EXERCISE TASK
Reproduce the stretch of the listing below from the line containing "Kindly put a point on every instance of the shirt" through the end of the listing.

Records
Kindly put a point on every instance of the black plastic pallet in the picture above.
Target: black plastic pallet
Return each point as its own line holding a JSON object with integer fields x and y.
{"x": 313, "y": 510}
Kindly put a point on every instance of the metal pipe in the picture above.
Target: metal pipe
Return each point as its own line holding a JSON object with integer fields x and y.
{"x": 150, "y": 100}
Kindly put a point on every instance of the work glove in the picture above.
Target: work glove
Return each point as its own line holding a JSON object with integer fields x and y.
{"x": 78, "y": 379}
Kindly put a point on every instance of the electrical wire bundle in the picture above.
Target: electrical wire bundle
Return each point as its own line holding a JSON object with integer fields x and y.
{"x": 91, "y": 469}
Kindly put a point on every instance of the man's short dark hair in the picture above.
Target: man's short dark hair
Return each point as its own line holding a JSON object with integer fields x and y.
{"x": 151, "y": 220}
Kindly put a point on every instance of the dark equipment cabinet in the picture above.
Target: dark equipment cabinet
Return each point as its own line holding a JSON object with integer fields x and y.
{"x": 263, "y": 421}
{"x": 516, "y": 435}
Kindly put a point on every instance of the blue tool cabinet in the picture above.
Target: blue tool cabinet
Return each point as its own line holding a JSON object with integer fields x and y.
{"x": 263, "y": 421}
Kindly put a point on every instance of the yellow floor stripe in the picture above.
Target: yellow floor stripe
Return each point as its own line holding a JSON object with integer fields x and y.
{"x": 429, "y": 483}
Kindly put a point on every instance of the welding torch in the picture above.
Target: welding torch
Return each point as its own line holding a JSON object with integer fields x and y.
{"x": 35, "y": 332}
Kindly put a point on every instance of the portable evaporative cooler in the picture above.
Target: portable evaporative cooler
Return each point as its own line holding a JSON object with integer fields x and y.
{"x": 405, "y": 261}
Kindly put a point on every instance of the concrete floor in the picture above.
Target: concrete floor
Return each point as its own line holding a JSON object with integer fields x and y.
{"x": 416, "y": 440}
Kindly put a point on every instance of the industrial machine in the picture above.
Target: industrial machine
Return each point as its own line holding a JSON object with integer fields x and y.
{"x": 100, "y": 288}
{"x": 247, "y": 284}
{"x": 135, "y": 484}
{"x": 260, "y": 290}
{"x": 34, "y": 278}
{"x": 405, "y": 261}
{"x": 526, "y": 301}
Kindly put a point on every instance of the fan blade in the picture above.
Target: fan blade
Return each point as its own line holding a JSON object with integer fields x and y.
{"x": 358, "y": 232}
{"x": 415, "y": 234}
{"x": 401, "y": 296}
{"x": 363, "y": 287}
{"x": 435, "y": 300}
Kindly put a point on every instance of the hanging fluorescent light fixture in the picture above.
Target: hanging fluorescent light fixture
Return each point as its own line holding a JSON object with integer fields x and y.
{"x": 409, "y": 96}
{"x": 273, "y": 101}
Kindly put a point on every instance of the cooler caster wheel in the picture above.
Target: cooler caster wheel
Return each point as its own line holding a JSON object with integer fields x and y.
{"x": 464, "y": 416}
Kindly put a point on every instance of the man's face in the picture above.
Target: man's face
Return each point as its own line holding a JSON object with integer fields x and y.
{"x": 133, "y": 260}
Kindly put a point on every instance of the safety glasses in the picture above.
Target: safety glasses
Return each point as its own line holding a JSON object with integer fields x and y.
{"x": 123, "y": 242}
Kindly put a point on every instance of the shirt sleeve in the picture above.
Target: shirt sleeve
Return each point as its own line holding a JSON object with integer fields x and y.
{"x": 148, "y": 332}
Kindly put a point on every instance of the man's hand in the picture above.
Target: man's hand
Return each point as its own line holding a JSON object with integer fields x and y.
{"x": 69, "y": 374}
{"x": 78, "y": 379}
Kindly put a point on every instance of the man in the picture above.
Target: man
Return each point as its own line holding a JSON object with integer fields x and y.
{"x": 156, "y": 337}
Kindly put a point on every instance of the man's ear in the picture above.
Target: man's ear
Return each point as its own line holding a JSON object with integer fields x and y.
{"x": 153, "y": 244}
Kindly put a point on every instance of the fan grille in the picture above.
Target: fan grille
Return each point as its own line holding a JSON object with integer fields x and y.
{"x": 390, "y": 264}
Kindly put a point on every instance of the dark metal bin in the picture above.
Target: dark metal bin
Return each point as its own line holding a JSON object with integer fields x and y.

WORKED SOLUTION
Kindly put a point on every instance of the shirt sleeve in the picture above.
Target: shirt sleeve
Return each point as its own line holding a JSON object with integer fields x and y.
{"x": 148, "y": 332}
Kindly put a point on every instance of the man's hand in the picture above.
Target: man's hand
Return each point as its own line holding a JSON object with integer fields x and y.
{"x": 69, "y": 374}
{"x": 78, "y": 379}
Kindly put a point on every instance of the man in the picture above.
Target: man
Return each point as its own line holding a JSON object with integer fields x and y.
{"x": 156, "y": 337}
Kindly put a point on every instance of the man's ear in the picture above.
Target: man's ear
Return each point as its own line holding a JSON object with integer fields x and y.
{"x": 153, "y": 244}
Kindly put a point on every instance of the fan grille in the picture above.
Target: fan grille
Return each point as its own line holding a JSON object with integer fields x and y.
{"x": 390, "y": 264}
Kindly put a point on every instance of the dark metal bin in the picture above.
Target: dark metal bin
Return each point as its own line holding a JSON object with integer fields x and y.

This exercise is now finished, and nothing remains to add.